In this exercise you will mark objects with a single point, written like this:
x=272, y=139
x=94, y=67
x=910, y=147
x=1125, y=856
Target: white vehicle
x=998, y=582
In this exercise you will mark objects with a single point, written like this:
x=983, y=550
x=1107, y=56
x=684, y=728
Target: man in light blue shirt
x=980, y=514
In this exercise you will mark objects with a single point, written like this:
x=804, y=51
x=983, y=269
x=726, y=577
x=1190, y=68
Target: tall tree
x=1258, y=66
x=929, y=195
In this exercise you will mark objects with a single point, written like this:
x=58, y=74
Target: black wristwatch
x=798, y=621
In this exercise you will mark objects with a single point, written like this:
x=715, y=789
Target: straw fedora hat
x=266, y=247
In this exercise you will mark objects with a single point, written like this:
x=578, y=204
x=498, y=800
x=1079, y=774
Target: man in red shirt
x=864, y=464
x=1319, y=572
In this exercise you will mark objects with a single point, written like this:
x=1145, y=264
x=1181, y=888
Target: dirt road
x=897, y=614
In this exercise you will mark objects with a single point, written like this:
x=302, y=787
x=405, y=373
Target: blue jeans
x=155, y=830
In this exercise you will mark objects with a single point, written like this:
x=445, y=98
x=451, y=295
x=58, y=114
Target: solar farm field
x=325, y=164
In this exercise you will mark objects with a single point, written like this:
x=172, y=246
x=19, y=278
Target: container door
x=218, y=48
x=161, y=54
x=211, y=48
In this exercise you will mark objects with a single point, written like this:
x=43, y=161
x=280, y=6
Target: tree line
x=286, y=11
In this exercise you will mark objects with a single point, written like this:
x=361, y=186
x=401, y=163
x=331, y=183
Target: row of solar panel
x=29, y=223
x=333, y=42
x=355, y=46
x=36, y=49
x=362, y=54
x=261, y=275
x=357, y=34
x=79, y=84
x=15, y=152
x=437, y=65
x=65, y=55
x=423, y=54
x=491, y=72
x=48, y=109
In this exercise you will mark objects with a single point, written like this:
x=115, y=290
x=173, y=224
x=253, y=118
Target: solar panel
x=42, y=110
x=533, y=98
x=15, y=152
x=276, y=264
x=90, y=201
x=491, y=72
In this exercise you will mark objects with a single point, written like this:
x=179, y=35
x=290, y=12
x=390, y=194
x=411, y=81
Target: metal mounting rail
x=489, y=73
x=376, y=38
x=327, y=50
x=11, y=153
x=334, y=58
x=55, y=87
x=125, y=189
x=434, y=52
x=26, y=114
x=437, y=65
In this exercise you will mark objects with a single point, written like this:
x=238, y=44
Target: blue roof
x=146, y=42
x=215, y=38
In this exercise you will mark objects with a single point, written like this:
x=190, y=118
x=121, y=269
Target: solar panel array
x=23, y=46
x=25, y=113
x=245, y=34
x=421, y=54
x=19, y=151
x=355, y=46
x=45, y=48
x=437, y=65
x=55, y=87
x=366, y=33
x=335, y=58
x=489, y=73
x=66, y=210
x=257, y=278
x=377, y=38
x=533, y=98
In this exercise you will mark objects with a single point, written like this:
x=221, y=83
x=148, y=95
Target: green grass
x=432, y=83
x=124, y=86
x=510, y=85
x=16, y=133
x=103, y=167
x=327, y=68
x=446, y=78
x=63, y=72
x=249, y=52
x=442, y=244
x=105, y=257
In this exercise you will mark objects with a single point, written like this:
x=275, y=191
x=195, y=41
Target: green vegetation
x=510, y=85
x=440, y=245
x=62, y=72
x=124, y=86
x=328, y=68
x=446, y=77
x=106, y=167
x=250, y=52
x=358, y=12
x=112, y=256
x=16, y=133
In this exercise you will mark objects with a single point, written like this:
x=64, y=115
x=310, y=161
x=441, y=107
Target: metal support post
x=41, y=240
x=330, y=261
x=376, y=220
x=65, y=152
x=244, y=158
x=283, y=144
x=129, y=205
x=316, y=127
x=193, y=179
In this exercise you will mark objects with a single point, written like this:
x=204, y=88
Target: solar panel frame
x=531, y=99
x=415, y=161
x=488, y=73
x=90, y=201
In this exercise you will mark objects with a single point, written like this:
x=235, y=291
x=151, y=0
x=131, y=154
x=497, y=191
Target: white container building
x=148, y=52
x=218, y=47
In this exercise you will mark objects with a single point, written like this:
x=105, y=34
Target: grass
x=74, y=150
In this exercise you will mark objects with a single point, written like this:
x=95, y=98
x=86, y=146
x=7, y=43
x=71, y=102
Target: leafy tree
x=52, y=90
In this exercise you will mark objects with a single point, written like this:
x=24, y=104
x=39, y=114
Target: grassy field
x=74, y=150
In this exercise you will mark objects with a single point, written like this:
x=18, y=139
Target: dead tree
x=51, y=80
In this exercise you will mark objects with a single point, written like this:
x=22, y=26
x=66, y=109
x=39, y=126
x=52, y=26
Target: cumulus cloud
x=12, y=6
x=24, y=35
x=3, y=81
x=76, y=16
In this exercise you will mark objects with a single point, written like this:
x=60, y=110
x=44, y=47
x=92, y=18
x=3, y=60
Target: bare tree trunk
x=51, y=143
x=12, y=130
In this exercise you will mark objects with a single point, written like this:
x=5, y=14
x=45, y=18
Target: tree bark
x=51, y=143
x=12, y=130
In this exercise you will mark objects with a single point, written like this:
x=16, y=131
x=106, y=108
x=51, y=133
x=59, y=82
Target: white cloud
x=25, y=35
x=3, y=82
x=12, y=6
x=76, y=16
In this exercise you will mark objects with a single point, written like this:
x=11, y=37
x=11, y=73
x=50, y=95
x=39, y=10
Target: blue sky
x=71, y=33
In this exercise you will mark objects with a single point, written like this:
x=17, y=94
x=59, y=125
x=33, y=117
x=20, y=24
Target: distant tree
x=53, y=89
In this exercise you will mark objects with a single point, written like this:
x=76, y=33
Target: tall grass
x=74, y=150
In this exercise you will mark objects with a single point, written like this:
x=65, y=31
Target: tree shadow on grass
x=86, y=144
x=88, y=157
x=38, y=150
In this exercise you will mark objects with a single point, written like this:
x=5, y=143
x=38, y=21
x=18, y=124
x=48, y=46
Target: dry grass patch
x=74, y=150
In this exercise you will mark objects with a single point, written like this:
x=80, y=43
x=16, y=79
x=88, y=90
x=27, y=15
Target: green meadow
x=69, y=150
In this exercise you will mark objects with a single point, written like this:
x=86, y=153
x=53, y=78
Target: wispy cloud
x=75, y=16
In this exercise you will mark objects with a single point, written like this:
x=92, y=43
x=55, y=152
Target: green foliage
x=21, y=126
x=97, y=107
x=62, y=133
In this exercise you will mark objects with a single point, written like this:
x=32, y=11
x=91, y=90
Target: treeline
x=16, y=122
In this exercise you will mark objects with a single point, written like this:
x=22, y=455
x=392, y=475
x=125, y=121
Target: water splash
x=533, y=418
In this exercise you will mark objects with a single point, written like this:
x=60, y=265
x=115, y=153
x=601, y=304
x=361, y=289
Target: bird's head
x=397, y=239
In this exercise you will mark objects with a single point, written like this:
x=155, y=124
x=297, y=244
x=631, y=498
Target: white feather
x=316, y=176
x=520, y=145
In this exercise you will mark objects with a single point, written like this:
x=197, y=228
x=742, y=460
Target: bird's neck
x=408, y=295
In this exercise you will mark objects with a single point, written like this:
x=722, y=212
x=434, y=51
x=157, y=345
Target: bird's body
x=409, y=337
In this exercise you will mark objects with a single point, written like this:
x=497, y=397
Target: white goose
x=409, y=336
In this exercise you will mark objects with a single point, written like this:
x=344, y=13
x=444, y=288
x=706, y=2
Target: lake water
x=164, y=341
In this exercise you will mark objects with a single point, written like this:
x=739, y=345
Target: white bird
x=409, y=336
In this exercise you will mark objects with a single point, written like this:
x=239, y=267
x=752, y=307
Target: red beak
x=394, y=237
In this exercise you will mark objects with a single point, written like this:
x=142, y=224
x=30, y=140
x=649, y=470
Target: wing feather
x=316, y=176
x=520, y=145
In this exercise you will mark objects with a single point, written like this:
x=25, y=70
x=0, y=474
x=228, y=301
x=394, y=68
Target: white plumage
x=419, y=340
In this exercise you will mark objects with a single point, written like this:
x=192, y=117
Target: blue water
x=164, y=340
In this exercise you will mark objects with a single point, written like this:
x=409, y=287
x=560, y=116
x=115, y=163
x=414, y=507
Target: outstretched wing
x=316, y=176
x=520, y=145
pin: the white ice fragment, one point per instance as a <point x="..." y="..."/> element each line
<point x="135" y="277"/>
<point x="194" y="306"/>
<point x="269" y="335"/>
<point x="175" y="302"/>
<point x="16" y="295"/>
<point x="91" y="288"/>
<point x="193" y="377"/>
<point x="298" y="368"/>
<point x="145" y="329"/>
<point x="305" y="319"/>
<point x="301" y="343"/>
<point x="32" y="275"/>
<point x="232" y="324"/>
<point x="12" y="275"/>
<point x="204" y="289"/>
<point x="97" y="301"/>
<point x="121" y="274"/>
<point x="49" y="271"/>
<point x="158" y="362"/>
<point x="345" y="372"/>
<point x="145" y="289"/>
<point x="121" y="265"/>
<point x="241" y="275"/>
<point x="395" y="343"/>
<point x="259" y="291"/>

## WORK REQUEST
Among the entries above, locate the lines containing "Target: tall tree" and "x=121, y=269", and transcribe exactly those two lines and all lines between.

## ANSWER FOR THIS EXERCISE
Target: tall tree
x=1258, y=66
x=929, y=195
In this exercise you will mark objects with a single point, written like this:
x=58, y=74
Target: black wristwatch
x=798, y=621
In this exercise you will mark objects with a single point, written like this:
x=715, y=789
Target: straw fedora hat
x=266, y=247
In this exercise you will mark objects with a single point, written like this:
x=578, y=204
x=498, y=800
x=1079, y=774
Target: man in red shirt
x=864, y=464
x=1319, y=572
In this exercise you will mark objects with a single point, written like this:
x=1145, y=264
x=1181, y=888
Target: dirt road
x=897, y=614
In this exercise you will mark objects with a single point, written like this:
x=302, y=787
x=405, y=373
Target: blue jeans
x=155, y=830
In this exercise you will mark objects with a single point, written like this:
x=445, y=98
x=451, y=295
x=58, y=114
Target: solar farm field
x=325, y=164
In this exercise you will mark objects with a single point, written like this:
x=172, y=246
x=19, y=278
Target: container door
x=218, y=48
x=161, y=54
x=211, y=48
In this exercise you will mark objects with a single point, written like this:
x=43, y=161
x=280, y=6
Target: tree line
x=286, y=11
In this exercise you will mark objects with a single point, written like this:
x=361, y=186
x=401, y=163
x=331, y=183
Target: row of solar panel
x=29, y=223
x=333, y=42
x=355, y=46
x=36, y=49
x=362, y=54
x=261, y=275
x=357, y=34
x=79, y=84
x=15, y=152
x=437, y=65
x=65, y=55
x=423, y=54
x=491, y=72
x=48, y=109
In this exercise you will mark objects with a single point, written like this:
x=115, y=290
x=173, y=224
x=253, y=118
Target: solar panel
x=42, y=110
x=533, y=98
x=15, y=152
x=276, y=264
x=90, y=201
x=491, y=72
In this exercise you will mark objects with a single point, written like this:
x=179, y=35
x=290, y=12
x=390, y=194
x=411, y=81
Target: metal mounting rail
x=489, y=73
x=376, y=38
x=327, y=50
x=11, y=153
x=334, y=58
x=55, y=87
x=125, y=189
x=434, y=52
x=26, y=114
x=437, y=65
In this exercise you will mark objects with a single point, written like this:
x=238, y=44
Target: blue roof
x=146, y=42
x=215, y=38
In this exercise you will mark objects with a single point, written like this:
x=190, y=118
x=121, y=269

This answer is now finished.